• [Aim of the task] Reproduce the following data word for word, leaving out the pictures.

[Object outline annotations]

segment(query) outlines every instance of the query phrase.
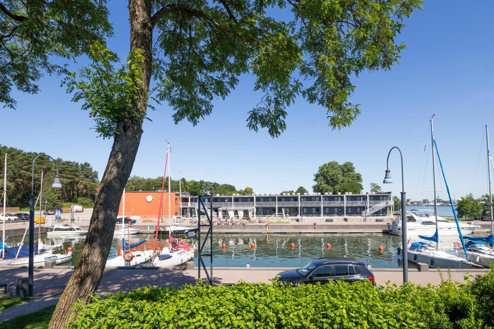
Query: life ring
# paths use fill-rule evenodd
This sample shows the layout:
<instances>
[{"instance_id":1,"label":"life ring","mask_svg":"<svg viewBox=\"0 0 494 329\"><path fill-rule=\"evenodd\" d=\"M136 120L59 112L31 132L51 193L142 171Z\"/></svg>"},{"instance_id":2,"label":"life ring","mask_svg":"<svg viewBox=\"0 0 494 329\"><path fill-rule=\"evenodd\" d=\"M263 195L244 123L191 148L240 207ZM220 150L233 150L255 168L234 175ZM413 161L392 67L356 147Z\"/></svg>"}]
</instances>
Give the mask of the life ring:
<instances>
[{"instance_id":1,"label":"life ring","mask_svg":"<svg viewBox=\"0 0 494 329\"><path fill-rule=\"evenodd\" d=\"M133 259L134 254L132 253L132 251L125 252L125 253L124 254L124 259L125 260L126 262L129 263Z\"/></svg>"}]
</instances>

• [Task solution]
segment(query) outlines every instance of the query phrase.
Query: life ring
# paths use fill-rule evenodd
This sample shows the layout:
<instances>
[{"instance_id":1,"label":"life ring","mask_svg":"<svg viewBox=\"0 0 494 329\"><path fill-rule=\"evenodd\" d=\"M136 120L59 112L31 132L51 193L142 171Z\"/></svg>"},{"instance_id":2,"label":"life ring","mask_svg":"<svg viewBox=\"0 0 494 329\"><path fill-rule=\"evenodd\" d=\"M263 195L244 123L191 148L240 207ZM220 150L233 150L255 168L234 175ZM413 161L392 67L356 147Z\"/></svg>"}]
</instances>
Give the mask of the life ring:
<instances>
[{"instance_id":1,"label":"life ring","mask_svg":"<svg viewBox=\"0 0 494 329\"><path fill-rule=\"evenodd\" d=\"M133 259L134 254L132 253L132 251L125 252L125 253L124 254L124 259L125 260L126 262L129 263Z\"/></svg>"}]
</instances>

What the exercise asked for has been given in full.